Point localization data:
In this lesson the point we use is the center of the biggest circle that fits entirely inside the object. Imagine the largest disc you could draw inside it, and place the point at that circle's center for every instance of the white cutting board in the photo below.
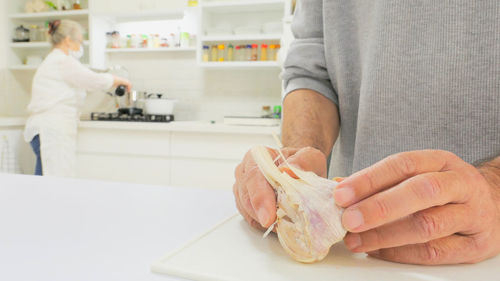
(233, 251)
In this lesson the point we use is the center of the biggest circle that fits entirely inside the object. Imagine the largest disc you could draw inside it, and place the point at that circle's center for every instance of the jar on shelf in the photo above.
(220, 53)
(263, 52)
(254, 53)
(206, 53)
(248, 52)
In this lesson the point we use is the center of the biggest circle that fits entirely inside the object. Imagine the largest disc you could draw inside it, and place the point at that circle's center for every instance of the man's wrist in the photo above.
(490, 170)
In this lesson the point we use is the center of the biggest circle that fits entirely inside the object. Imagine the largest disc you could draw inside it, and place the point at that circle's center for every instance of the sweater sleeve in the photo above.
(79, 76)
(305, 65)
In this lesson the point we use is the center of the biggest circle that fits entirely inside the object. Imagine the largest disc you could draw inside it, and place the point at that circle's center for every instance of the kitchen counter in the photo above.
(65, 229)
(181, 126)
(12, 121)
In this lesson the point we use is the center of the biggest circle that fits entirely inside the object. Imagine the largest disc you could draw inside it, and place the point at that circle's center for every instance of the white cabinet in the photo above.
(114, 6)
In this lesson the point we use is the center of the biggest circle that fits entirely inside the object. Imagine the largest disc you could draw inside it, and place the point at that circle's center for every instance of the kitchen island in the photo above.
(62, 229)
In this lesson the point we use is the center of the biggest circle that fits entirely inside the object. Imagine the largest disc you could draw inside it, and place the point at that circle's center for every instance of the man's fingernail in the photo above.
(262, 215)
(353, 241)
(343, 195)
(352, 219)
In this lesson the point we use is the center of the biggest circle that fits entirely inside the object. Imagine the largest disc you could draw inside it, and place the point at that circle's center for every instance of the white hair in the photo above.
(65, 28)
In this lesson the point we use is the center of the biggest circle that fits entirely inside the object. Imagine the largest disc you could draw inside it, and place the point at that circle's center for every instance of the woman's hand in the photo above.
(255, 198)
(118, 81)
(422, 207)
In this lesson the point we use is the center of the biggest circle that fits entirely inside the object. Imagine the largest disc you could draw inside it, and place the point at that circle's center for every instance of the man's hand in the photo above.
(255, 198)
(422, 207)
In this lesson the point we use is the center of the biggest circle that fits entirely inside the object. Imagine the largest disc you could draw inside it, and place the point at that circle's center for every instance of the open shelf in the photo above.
(73, 14)
(28, 45)
(243, 37)
(227, 6)
(241, 64)
(23, 67)
(152, 50)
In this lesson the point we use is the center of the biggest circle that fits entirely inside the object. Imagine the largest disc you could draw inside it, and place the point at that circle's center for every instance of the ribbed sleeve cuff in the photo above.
(324, 88)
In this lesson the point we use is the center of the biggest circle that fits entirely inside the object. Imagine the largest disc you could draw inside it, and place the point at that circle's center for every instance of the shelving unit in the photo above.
(239, 38)
(143, 16)
(146, 50)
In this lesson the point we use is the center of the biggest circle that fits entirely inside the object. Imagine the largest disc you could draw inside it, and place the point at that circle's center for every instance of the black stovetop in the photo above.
(115, 116)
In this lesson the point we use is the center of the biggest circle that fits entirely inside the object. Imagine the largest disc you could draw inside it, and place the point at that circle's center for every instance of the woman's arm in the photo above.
(78, 76)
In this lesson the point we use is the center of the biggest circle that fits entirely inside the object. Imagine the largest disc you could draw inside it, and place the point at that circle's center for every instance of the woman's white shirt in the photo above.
(59, 91)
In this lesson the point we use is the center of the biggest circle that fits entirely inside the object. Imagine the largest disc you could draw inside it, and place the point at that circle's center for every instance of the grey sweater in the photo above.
(405, 74)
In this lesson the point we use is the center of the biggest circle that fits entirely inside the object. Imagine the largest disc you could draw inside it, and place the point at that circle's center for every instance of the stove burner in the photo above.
(116, 116)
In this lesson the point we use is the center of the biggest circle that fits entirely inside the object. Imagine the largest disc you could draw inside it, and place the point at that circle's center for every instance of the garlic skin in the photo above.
(308, 220)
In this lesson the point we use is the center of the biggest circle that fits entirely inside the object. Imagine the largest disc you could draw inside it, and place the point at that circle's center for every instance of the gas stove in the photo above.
(115, 116)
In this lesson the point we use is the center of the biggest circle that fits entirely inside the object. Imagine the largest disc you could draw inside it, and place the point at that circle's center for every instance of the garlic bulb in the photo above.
(308, 220)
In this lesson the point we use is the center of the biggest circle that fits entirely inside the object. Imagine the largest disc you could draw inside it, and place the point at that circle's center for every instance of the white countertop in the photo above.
(62, 229)
(12, 121)
(181, 126)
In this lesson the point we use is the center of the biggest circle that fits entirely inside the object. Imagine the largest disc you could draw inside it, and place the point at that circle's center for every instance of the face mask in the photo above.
(77, 54)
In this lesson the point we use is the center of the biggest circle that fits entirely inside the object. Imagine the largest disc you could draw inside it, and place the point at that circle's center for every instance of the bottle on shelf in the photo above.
(220, 53)
(230, 52)
(213, 53)
(248, 52)
(254, 53)
(206, 53)
(271, 54)
(263, 52)
(77, 5)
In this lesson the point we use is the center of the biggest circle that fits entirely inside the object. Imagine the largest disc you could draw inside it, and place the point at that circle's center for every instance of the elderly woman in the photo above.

:: Brief ::
Please write out all of the data verbatim, with no pictures in the copy.

:: Response area ::
In this lesson the point we use is the center of the biggest circle that fits entirely inside the object. Imagine the largest disc you could draw inside it, and place the point at that circle's center for every instance of the white cutting board in the photo below.
(233, 251)
In this lesson the point we use is the center of the biggest circle that fits entirely inside the object. Imagine the largest disc you could draw inside it, and place the point at that circle's center for every instance of the jar on shelf in the photo above.
(220, 53)
(263, 52)
(254, 53)
(206, 53)
(248, 52)
In this lesson the point we use is the center of the biggest circle that fits entirely inside the object. Imagine the largest disc you could draw inside it, and place the point at that circle's center for every instance of the man's wrist in the photo above.
(490, 170)
In this lesson the point we use is the center of the biggest circle that fits entirely inside the object. Imagine the largest disc you could draw inside it, and place the point at that circle's center for every instance of the sweater sleeve in the photo above.
(79, 76)
(305, 65)
In this lesson the point we use is the center of the biggest circle that fits entirely inside the object. Imagine the largest disc you could draw inside it, and place the point at that circle's center for every instance of the kitchen counter in the photo above.
(65, 229)
(181, 126)
(12, 121)
In this lesson the point we use is the center of the biggest circle that fits entirely inside the object. Imagine the largest disc you could draw inside it, and place the point at that circle's center for every instance of the white cabinet in the photo above.
(114, 6)
In this lesson the point we use is the center of the biggest circle that fits entirely inside the object. Imagine the largest disc you could draw inside it, and place the point at that circle's center for every instance of the kitchen island in the photo above.
(62, 229)
In this lesson the point we use is the center of the biggest circle that fits entirely inside the object. Imagine the largest disc you could draw inside it, and place the point at that circle's center for every instance of the man's fingernail in the photo above.
(262, 215)
(353, 241)
(343, 195)
(352, 219)
In this lesson the point we use is the center of the biggest circle that fits entirely inside the object. Imagine the largest disc you could draw inside it, and place the point at that circle's center for every instance of the white hair in the photo above.
(65, 28)
In this lesson the point we use is the center of the biggest circle that fits entirely inside the object. Imagine the largest disc you could draw inside it, and place the point at that circle's center for every instance of the woman's hand in the photo above.
(255, 198)
(118, 81)
(422, 207)
In this lesson the point we use is the center of the biggest circle that fits entirely inside the object. Imagine the largest disc you could draw inside it, and place the point at that circle's center for every instance of the man's hand in the photo above.
(255, 198)
(422, 207)
In this lesson the point we use is the center of the biggest circle that fits entirely inside the object. Imagine the largest disc you could draw inside it, and place the point at that circle's center for every instance of the open shelf in the photo above.
(73, 14)
(28, 45)
(243, 37)
(227, 6)
(241, 64)
(23, 67)
(152, 50)
In this lesson the point we use is the center of the biggest circle that fits entirely inside the object. Imagine the largest disc you could draw inside it, and place the point at that circle's center for every instance of the ribbed sleeve cuff in the photo above.
(324, 88)
In this lesson the point we use is the center of the biggest circle that fits entirely inside the object. Imagine the largest disc you could draw inside it, and place the point at that circle's center for every instance of the shelving unit in the photo above.
(239, 38)
(143, 16)
(146, 50)
In this lesson the point we use is the center of the biggest circle that fits entirely inside the object. Imagine the largest disc you could draw inside it, and place the point at that circle's center for every instance of the black stovetop in the photo above.
(115, 116)
In this lesson the point we use is the center of the biggest circle that fits entirely inside the object. Imagine the largest disc you could draw inside it, and place the point at that circle's center for every instance of the woman's arm in the photo above.
(78, 76)
In this lesson the point we use is the center of the biggest circle that fits entirely inside the object. Imagine the largest disc you could draw inside it, and place the point at that circle's center for every instance of the woman's white shirt in the photo above.
(59, 91)
In this lesson the point we use is the center of the biggest circle that fits entirely inside the object. Imagine the largest disc you could draw inside it, and place the point at that circle's center for every instance of the grey sweater in the photo above.
(405, 74)
In this lesson the point we use is the center of the biggest circle that fits entirely inside the object. Imagine the largest disc you could draw inside it, and place the point at that circle's center for every instance of the stove burner in the photo above.
(116, 116)
In this lesson the point we use is the center of the biggest circle that fits entirely inside the object. Imagine the largest disc you could draw inside it, and place the point at that circle's center for every instance of the garlic skin in the photo above.
(308, 220)
In this lesson the point we use is the center of the biggest circle that fits entirely inside the object. Imagine the largest disc you could draw inside it, and place the point at that circle's center for every instance of the gas stove in the photo above.
(115, 116)
In this lesson the point we use is the center of the biggest circle that fits entirely inside the object. Imagine the largest disc you could draw inside it, and place the point at that circle's center for every instance of the garlic bulb in the photo above.
(308, 220)
In this lesson the point we use is the center of the biggest circle that fits entirely inside the object. Imagine the largest disc you could draw inside it, and place the point at that circle's center for every instance of the white countertop in the photo above.
(62, 229)
(12, 121)
(181, 126)
In this lesson the point we use is the center of the biggest circle that fits entirely inside the object. Imagine the largest disc you could draw inside it, and place the point at that circle's center for every instance of the face mask in the photo above.
(77, 54)
In this lesson the point we use is the center of the biggest circle that fits entirely inside the object. Imagine the largest disc you could draw inside it, and place the point at that circle's center for every instance of the bottle on shelf in the photo above.
(220, 53)
(230, 52)
(213, 53)
(248, 52)
(254, 53)
(206, 53)
(271, 54)
(263, 52)
(77, 5)
In this lesson the point we use is the center of the biggest circle that fits entirely inside the object. Imagine the largest disc you could draw inside it, and place the point at that circle's center for every instance of the elderly woman in the photo above.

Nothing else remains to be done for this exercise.